_Prompt 1_: Summarize the article on onscreen Young Adult adaptations in two sentences.
_Prompt 2_: Reproduce the passage of the article on onscreen Young Adult adaptations starting at "From The 5th" and ending at "for the genre.".
_Prompt 3_: Condense the paragraph of the article on onscreen Young Adult adaptations that begins "Folks, we are so far past" into two sentences, keeping its main facts.

_Source_:
From The 5th Wave to The 100: The State of Onscreen YA

Young Adult fare is becoming more pessimistic, but that may be a cause for genuine optimism for the genre.

This week marks the release of the latest Young Adult novel adapted to the screen: The 5th Wave, an alien invasion story from Rick Yancey, opens Friday with Chloe Moretz as Cassie, a teenaged girl trying to rescue her brother in the wake of an alien takeover of Earth. The film begins similarly to the book it’s based on with Cassie shooting a potentially-unarmed man in a convenience store rather than waiting to find out if he’s hiding a gun underneath his coat.

Folks, we are so far past the Han Shot First Debate. Today’s teens not only have no qualms with their pop culture protagonists taking drastic steps to ensure their own survival as well as that of their loved ones–they expect it. Just ask Clarke Griffin, the teen protagonist of The 100, another Young Adult novel adaptation, which returned to television this week. Like Cassie, Clarke has demonstrated that she is willing to cross the murder line when it comes to ensuring the safety of “her people.” 

Not so long ago, the YA books and onscreen franchises saturating our popular culture were institution-enforcing escapist fantasies like Harry Potter and Twilight (yes, it pains me to lump those two series into any category together). These days, much like The Hunger Games and Divergent, The 100 and The 5th Wave present a nihilistic view of the state of the world, its institutions, and the individual’s ability to affect positive change in it.

_Data entries_:
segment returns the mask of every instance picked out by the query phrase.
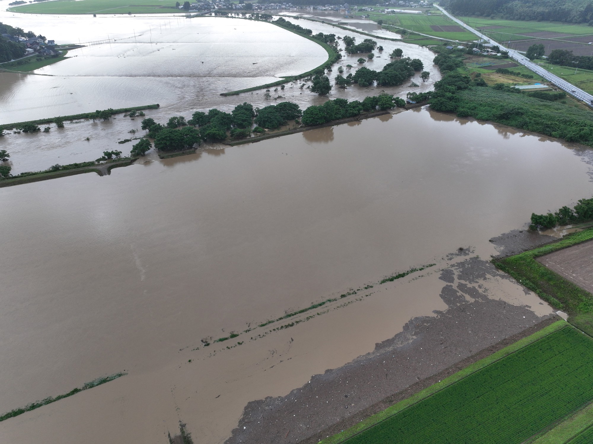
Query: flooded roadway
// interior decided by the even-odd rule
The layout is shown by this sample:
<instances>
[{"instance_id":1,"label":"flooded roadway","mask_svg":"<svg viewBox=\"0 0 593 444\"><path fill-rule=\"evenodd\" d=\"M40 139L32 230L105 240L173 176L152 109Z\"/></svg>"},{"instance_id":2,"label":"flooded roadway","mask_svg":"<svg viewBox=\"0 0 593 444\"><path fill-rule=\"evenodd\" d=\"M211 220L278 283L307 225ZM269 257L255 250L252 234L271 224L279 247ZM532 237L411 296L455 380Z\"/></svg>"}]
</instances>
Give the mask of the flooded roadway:
<instances>
[{"instance_id":1,"label":"flooded roadway","mask_svg":"<svg viewBox=\"0 0 593 444\"><path fill-rule=\"evenodd\" d=\"M1 189L0 411L129 375L2 423L0 440L164 443L181 420L222 442L247 402L444 309L448 253L487 258L532 212L590 196L589 171L557 142L418 109ZM549 312L516 284L484 285ZM335 297L294 327L212 342Z\"/></svg>"}]
</instances>

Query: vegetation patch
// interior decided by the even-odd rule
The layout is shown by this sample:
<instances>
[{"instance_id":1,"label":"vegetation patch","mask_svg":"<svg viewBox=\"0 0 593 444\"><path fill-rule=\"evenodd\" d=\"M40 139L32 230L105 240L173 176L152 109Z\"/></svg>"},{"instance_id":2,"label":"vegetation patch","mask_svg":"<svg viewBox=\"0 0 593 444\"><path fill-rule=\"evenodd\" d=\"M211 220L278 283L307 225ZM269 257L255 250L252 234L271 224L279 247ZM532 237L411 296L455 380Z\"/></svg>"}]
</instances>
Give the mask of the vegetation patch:
<instances>
[{"instance_id":1,"label":"vegetation patch","mask_svg":"<svg viewBox=\"0 0 593 444\"><path fill-rule=\"evenodd\" d=\"M389 276L388 277L384 277L380 282L380 284L384 284L386 282L393 282L396 279L401 279L402 277L405 277L408 274L410 274L413 273L416 273L416 271L421 271L423 270L429 268L429 267L433 267L436 265L436 264L429 264L428 265L425 265L420 268L411 268L407 271L403 271L403 273L398 273L397 274L394 274L393 276Z\"/></svg>"},{"instance_id":2,"label":"vegetation patch","mask_svg":"<svg viewBox=\"0 0 593 444\"><path fill-rule=\"evenodd\" d=\"M48 117L47 119L40 119L37 120L20 122L17 122L16 123L5 123L3 125L0 125L0 130L21 128L25 124L40 125L43 123L55 123L58 124L58 127L60 126L60 124L62 126L63 126L63 122L65 120L76 120L79 119L103 119L104 120L107 120L104 116L107 116L107 118L109 119L109 117L116 114L127 113L130 111L155 110L160 106L157 103L154 105L145 105L144 106L130 107L129 108L119 108L116 110L110 108L109 110L104 110L103 111L97 110L91 113L82 113L81 114L75 114L71 116L59 116L55 117ZM108 114L106 114L106 112ZM100 115L101 113L104 113L104 116Z\"/></svg>"},{"instance_id":3,"label":"vegetation patch","mask_svg":"<svg viewBox=\"0 0 593 444\"><path fill-rule=\"evenodd\" d=\"M334 302L336 301L337 301L337 298L334 298L333 299L326 299L325 301L322 301L321 302L318 302L317 304L314 304L312 305L310 305L307 308L303 308L302 309L298 310L296 311L293 311L290 313L287 313L286 314L284 315L284 316L281 316L278 319L272 320L271 321L267 321L263 322L263 324L260 324L258 325L258 327L265 327L266 325L267 325L270 324L272 324L273 322L278 322L278 321L282 321L283 319L288 319L288 318L291 318L293 316L296 316L296 315L301 314L301 313L304 313L305 312L309 311L309 310L313 310L315 308L318 308L318 307L323 306L328 302Z\"/></svg>"},{"instance_id":4,"label":"vegetation patch","mask_svg":"<svg viewBox=\"0 0 593 444\"><path fill-rule=\"evenodd\" d=\"M593 398L593 341L559 322L321 443L523 442Z\"/></svg>"},{"instance_id":5,"label":"vegetation patch","mask_svg":"<svg viewBox=\"0 0 593 444\"><path fill-rule=\"evenodd\" d=\"M593 312L593 295L554 273L535 258L590 239L593 239L593 228L568 235L553 244L492 261L555 308L581 314L582 318L588 319L586 314ZM574 322L572 318L570 321ZM588 331L593 333L591 329Z\"/></svg>"},{"instance_id":6,"label":"vegetation patch","mask_svg":"<svg viewBox=\"0 0 593 444\"><path fill-rule=\"evenodd\" d=\"M7 420L9 418L14 418L15 416L18 416L19 415L23 414L25 412L31 411L31 410L34 410L36 408L39 408L43 405L47 405L48 404L55 403L56 401L63 400L64 398L68 398L69 396L75 395L76 393L81 392L83 390L88 390L90 388L96 387L97 385L101 385L101 384L104 384L110 381L117 379L120 376L123 376L124 375L127 374L127 373L116 373L109 376L98 378L96 379L91 381L90 382L87 382L82 387L72 389L68 393L65 393L63 395L59 395L55 398L48 397L47 398L42 400L41 401L36 401L34 403L28 404L24 407L15 408L14 410L11 410L10 411L7 412L4 414L0 416L0 421Z\"/></svg>"}]
</instances>

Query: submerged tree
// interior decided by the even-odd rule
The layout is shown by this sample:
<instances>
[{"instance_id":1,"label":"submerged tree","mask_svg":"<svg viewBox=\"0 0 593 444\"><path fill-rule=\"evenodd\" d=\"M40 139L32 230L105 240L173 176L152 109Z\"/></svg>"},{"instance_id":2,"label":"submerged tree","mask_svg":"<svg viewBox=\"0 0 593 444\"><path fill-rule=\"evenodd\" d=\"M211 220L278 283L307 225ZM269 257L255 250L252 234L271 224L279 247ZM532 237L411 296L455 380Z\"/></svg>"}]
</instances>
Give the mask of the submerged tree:
<instances>
[{"instance_id":1,"label":"submerged tree","mask_svg":"<svg viewBox=\"0 0 593 444\"><path fill-rule=\"evenodd\" d=\"M327 95L331 90L331 84L327 76L315 76L313 78L313 86L311 87L311 92L317 92L320 95Z\"/></svg>"},{"instance_id":2,"label":"submerged tree","mask_svg":"<svg viewBox=\"0 0 593 444\"><path fill-rule=\"evenodd\" d=\"M12 168L8 165L0 165L0 175L6 178L10 176L10 171Z\"/></svg>"},{"instance_id":3,"label":"submerged tree","mask_svg":"<svg viewBox=\"0 0 593 444\"><path fill-rule=\"evenodd\" d=\"M396 48L391 51L391 53L389 55L389 56L392 59L397 59L398 57L401 57L403 55L403 50L400 48Z\"/></svg>"}]
</instances>

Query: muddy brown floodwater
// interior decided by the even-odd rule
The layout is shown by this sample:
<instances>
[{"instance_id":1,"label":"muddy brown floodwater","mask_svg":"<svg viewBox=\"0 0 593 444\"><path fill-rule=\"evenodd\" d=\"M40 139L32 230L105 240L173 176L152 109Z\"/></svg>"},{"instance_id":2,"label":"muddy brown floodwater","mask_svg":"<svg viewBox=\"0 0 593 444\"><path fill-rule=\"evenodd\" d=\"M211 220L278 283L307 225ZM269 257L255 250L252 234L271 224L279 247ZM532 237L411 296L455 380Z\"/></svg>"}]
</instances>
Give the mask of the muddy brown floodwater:
<instances>
[{"instance_id":1,"label":"muddy brown floodwater","mask_svg":"<svg viewBox=\"0 0 593 444\"><path fill-rule=\"evenodd\" d=\"M455 301L526 317L505 334L533 325L549 306L463 261L590 196L589 170L557 142L419 108L1 189L0 411L129 374L2 422L0 442L165 443L182 420L221 443L248 403Z\"/></svg>"},{"instance_id":2,"label":"muddy brown floodwater","mask_svg":"<svg viewBox=\"0 0 593 444\"><path fill-rule=\"evenodd\" d=\"M24 26L22 15L14 15L0 13L0 21ZM39 75L0 73L2 123L153 103L159 103L161 108L146 111L147 116L164 123L171 116L189 119L195 111L213 107L230 111L244 101L262 108L288 100L305 109L327 100L309 92L306 87L311 82L305 81L288 84L284 90L273 89L270 100L262 90L228 97L219 95L274 82L278 76L305 72L327 60L326 52L317 43L269 23L221 17L33 15L30 19L27 26L58 43L71 41L74 32L79 33L83 42L107 36L116 41L71 50L71 58L35 71ZM364 37L329 24L287 20L306 25L314 33L350 35L359 40ZM404 97L409 91L431 90L440 79L432 64L435 55L429 49L388 40L380 40L379 44L385 49L375 52L377 56L366 63L369 68L382 69L391 61L388 54L399 47L406 56L422 61L425 69L431 73L430 79L422 81L419 72L412 78L419 87L410 87L406 82L385 88L356 85L346 90L334 88L330 98L362 100L384 91ZM355 72L359 55L344 54L328 73L330 77L337 74L336 67L340 65L354 66L345 74ZM302 83L305 87L300 89ZM51 124L47 125L49 133L9 133L0 138L0 149L10 152L13 174L45 170L56 164L94 160L105 151L117 149L125 154L132 143L120 145L117 141L144 135L141 120L119 114L108 122L66 122L62 129ZM131 135L131 130L139 133Z\"/></svg>"}]
</instances>

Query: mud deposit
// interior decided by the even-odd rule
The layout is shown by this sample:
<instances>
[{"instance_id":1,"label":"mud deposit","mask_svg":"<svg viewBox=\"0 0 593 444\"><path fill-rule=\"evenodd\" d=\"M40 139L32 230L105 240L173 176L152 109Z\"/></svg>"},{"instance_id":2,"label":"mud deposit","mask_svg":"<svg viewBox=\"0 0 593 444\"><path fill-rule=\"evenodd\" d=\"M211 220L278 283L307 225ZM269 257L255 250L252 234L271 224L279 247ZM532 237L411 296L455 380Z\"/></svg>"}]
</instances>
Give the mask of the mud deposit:
<instances>
[{"instance_id":1,"label":"mud deposit","mask_svg":"<svg viewBox=\"0 0 593 444\"><path fill-rule=\"evenodd\" d=\"M489 239L591 196L583 160L417 108L2 188L0 411L127 375L0 442L313 436L551 313Z\"/></svg>"},{"instance_id":2,"label":"mud deposit","mask_svg":"<svg viewBox=\"0 0 593 444\"><path fill-rule=\"evenodd\" d=\"M512 280L475 257L444 270L439 279L447 283L440 297L447 309L435 311L436 317L412 319L373 352L313 376L286 397L250 403L225 444L314 444L415 392L406 388L549 317L491 299L484 292L489 276Z\"/></svg>"},{"instance_id":3,"label":"mud deposit","mask_svg":"<svg viewBox=\"0 0 593 444\"><path fill-rule=\"evenodd\" d=\"M589 292L593 292L593 242L589 241L537 260Z\"/></svg>"}]
</instances>

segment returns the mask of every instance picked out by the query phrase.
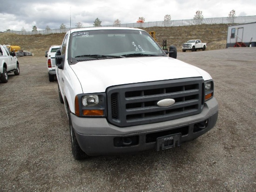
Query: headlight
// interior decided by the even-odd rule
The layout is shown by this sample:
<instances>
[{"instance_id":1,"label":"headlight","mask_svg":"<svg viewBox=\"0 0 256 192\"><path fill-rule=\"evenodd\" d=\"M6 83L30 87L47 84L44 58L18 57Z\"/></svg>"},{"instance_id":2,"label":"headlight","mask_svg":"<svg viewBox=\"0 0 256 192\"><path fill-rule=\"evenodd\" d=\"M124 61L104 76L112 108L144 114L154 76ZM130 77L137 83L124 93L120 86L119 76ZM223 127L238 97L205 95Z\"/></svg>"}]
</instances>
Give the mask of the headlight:
<instances>
[{"instance_id":1,"label":"headlight","mask_svg":"<svg viewBox=\"0 0 256 192\"><path fill-rule=\"evenodd\" d=\"M212 84L211 82L207 82L205 83L205 91L209 91L211 89Z\"/></svg>"},{"instance_id":2,"label":"headlight","mask_svg":"<svg viewBox=\"0 0 256 192\"><path fill-rule=\"evenodd\" d=\"M98 95L86 95L82 97L82 103L85 106L94 106L99 104Z\"/></svg>"},{"instance_id":3,"label":"headlight","mask_svg":"<svg viewBox=\"0 0 256 192\"><path fill-rule=\"evenodd\" d=\"M75 98L75 114L79 117L106 117L106 101L104 93L79 94Z\"/></svg>"},{"instance_id":4,"label":"headlight","mask_svg":"<svg viewBox=\"0 0 256 192\"><path fill-rule=\"evenodd\" d=\"M213 81L209 80L204 82L204 101L213 97Z\"/></svg>"}]
</instances>

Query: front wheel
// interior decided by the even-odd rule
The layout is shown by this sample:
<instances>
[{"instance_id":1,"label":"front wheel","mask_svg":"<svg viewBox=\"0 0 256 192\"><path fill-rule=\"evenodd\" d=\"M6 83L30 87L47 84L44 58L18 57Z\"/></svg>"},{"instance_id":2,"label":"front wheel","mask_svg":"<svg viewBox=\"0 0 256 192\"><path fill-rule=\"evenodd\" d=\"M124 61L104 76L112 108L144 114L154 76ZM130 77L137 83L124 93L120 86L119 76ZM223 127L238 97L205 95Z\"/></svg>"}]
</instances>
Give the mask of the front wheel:
<instances>
[{"instance_id":1,"label":"front wheel","mask_svg":"<svg viewBox=\"0 0 256 192\"><path fill-rule=\"evenodd\" d=\"M71 117L70 116L70 109L68 108L68 121L69 122L69 131L70 132L70 138L71 139L71 147L72 149L72 153L74 158L76 160L82 160L88 157L88 155L86 154L80 148L75 134L74 133L74 130L72 125L72 121L71 120Z\"/></svg>"},{"instance_id":2,"label":"front wheel","mask_svg":"<svg viewBox=\"0 0 256 192\"><path fill-rule=\"evenodd\" d=\"M3 68L3 74L2 74L2 77L0 77L0 80L2 83L5 83L8 82L8 74L5 67Z\"/></svg>"},{"instance_id":3,"label":"front wheel","mask_svg":"<svg viewBox=\"0 0 256 192\"><path fill-rule=\"evenodd\" d=\"M20 66L19 64L17 64L17 67L15 71L14 71L14 75L19 75L20 74Z\"/></svg>"}]
</instances>

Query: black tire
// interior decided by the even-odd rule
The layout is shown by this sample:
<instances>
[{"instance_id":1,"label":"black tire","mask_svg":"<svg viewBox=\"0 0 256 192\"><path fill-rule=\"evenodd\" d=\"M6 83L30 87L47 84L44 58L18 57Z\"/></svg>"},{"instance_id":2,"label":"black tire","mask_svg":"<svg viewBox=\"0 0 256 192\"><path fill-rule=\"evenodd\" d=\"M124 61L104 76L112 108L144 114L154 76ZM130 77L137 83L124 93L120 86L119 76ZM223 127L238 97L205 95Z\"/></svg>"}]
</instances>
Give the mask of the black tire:
<instances>
[{"instance_id":1,"label":"black tire","mask_svg":"<svg viewBox=\"0 0 256 192\"><path fill-rule=\"evenodd\" d=\"M71 117L70 117L70 110L68 108L68 122L69 122L69 131L70 132L70 139L71 140L71 147L72 149L72 153L75 159L82 160L88 157L88 155L86 154L80 148L75 134L74 130L72 126L72 121Z\"/></svg>"},{"instance_id":2,"label":"black tire","mask_svg":"<svg viewBox=\"0 0 256 192\"><path fill-rule=\"evenodd\" d=\"M0 77L0 80L2 83L5 83L8 82L8 74L5 67L3 68L3 74L2 74L2 77Z\"/></svg>"},{"instance_id":3,"label":"black tire","mask_svg":"<svg viewBox=\"0 0 256 192\"><path fill-rule=\"evenodd\" d=\"M54 82L54 75L51 75L51 74L48 73L49 75L49 81Z\"/></svg>"},{"instance_id":4,"label":"black tire","mask_svg":"<svg viewBox=\"0 0 256 192\"><path fill-rule=\"evenodd\" d=\"M14 71L14 75L19 75L20 74L20 66L19 64L17 64L17 68L16 68L16 71Z\"/></svg>"},{"instance_id":5,"label":"black tire","mask_svg":"<svg viewBox=\"0 0 256 192\"><path fill-rule=\"evenodd\" d=\"M62 98L62 96L61 95L61 90L60 90L60 86L59 86L59 84L58 84L58 89L59 90L59 98L60 99L60 102L61 103L64 103L63 98Z\"/></svg>"}]
</instances>

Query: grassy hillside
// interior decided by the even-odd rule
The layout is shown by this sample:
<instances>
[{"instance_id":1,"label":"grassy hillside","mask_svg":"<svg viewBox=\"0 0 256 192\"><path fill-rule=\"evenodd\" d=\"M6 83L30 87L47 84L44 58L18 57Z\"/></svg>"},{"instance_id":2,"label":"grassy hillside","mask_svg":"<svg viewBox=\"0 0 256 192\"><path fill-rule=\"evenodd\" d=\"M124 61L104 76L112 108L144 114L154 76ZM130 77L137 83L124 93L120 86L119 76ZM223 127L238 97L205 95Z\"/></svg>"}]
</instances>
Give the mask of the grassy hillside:
<instances>
[{"instance_id":1,"label":"grassy hillside","mask_svg":"<svg viewBox=\"0 0 256 192\"><path fill-rule=\"evenodd\" d=\"M142 28L148 32L155 31L157 41L162 46L163 40L167 40L167 47L171 45L181 51L183 43L191 39L200 39L207 43L207 49L226 47L228 26L226 24L200 25L190 26L154 27ZM52 45L61 45L65 33L47 35L20 35L0 33L0 44L18 45L22 49L42 56Z\"/></svg>"},{"instance_id":2,"label":"grassy hillside","mask_svg":"<svg viewBox=\"0 0 256 192\"><path fill-rule=\"evenodd\" d=\"M226 24L199 25L143 29L149 32L155 32L158 44L162 46L163 40L167 40L167 46L173 45L182 51L182 45L189 40L199 39L207 43L207 49L226 48L228 26Z\"/></svg>"}]
</instances>

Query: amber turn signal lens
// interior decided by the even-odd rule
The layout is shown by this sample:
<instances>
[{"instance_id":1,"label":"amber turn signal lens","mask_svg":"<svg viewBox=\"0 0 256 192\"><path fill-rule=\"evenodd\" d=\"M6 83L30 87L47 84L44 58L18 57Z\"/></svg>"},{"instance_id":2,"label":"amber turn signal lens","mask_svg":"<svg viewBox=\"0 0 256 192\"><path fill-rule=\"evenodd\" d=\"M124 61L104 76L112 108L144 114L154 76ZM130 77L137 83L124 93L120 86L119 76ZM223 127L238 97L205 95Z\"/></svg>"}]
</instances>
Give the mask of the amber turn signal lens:
<instances>
[{"instance_id":1,"label":"amber turn signal lens","mask_svg":"<svg viewBox=\"0 0 256 192\"><path fill-rule=\"evenodd\" d=\"M83 114L84 115L102 116L103 110L83 110Z\"/></svg>"},{"instance_id":2,"label":"amber turn signal lens","mask_svg":"<svg viewBox=\"0 0 256 192\"><path fill-rule=\"evenodd\" d=\"M211 97L212 97L212 93L210 93L208 94L207 95L205 95L205 96L204 97L204 100L206 100L210 99Z\"/></svg>"}]
</instances>

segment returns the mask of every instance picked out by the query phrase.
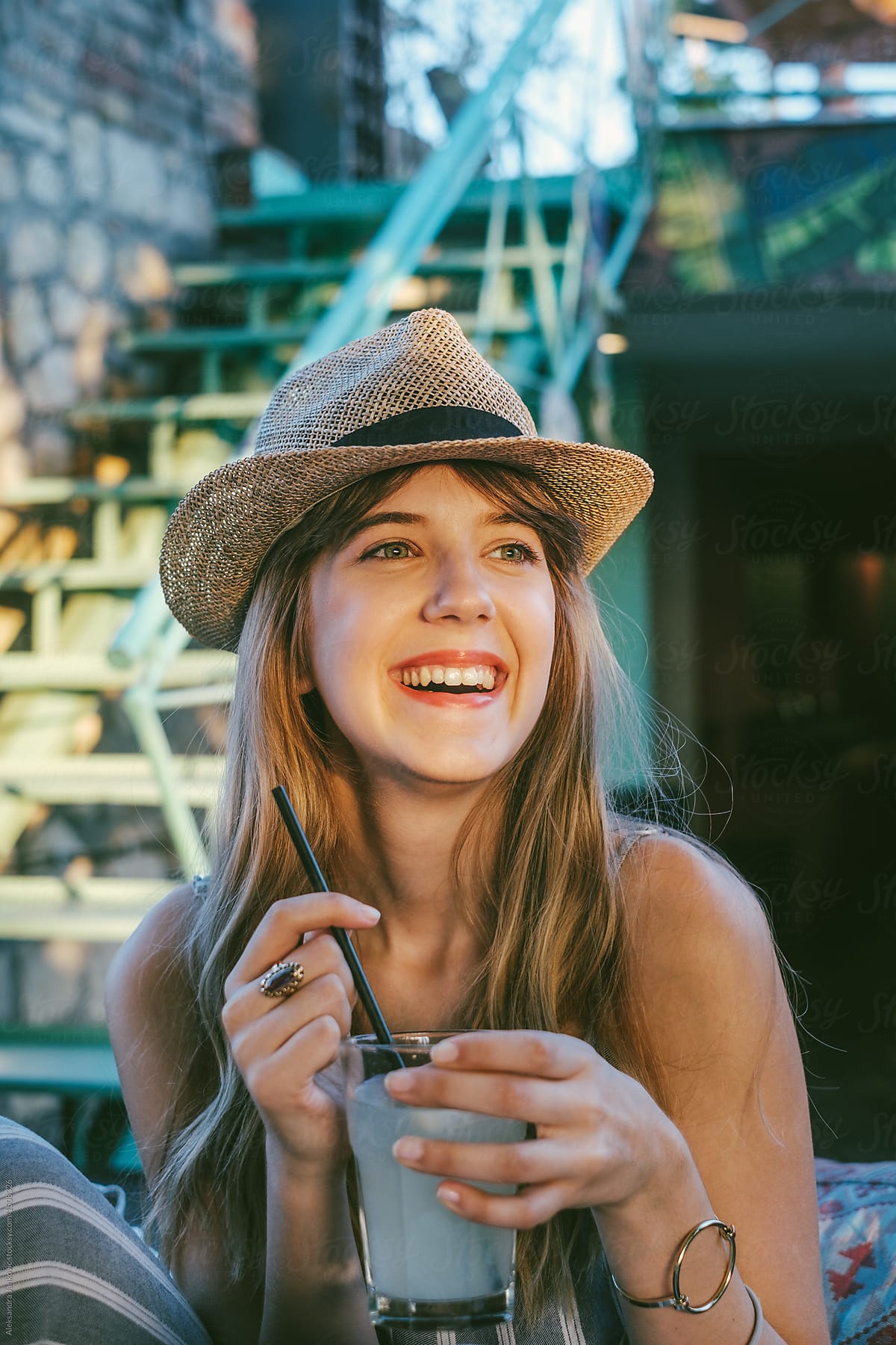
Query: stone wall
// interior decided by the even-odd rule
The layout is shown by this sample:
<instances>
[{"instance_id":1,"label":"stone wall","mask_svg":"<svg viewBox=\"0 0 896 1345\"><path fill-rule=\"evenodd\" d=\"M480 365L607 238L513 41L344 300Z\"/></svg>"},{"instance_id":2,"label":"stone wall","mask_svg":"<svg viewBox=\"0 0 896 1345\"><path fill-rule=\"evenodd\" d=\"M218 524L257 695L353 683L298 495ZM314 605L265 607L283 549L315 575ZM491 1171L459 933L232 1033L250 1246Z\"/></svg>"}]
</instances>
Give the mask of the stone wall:
<instances>
[{"instance_id":1,"label":"stone wall","mask_svg":"<svg viewBox=\"0 0 896 1345\"><path fill-rule=\"evenodd\" d=\"M0 488L66 472L132 305L208 250L212 156L258 139L246 0L0 5Z\"/></svg>"}]
</instances>

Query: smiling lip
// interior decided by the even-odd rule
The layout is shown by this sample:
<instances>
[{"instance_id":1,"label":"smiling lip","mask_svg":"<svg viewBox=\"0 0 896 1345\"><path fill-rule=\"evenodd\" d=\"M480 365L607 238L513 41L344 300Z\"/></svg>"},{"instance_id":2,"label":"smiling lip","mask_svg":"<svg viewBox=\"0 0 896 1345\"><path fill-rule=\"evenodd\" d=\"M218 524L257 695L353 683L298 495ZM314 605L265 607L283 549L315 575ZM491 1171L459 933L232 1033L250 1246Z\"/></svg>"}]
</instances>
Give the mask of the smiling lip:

_Complete answer 1_: The 5th Wave, a screen adaptation of Rick Yancey's alien invasion novel, opens with its teenaged protagonist Cassie shooting a potentially unarmed man rather than waiting to learn whether he is hiding a gun, and Clarke Griffin of The 100 has likewise shown that she will kill to ensure the safety of "her people." Whereas earlier YA franchises such as Harry Potter and Twilight were escapist fantasies that reinforced institutions, these newer adaptations, like The Hunger Games and Divergent, present a nihilistic view of the world, its institutions, and the individual's ability to bring about positive change.

_Complete answer 2_:
From The 5th Wave to The 100: The State of Onscreen YA

Young Adult fare is becoming more pessimistic, but that may be a cause for genuine optimism for the genre.

_Complete answer 3_: Today's teens do not object when pop culture protagonists take drastic steps to secure their own survival and that of their loved ones; they expect it. Clarke Griffin, the teen protagonist of The 100, a Young Adult novel adaptation that returned to television this week, has shown, like Cassie, that she is willing to cross the murder line to keep "her people" safe.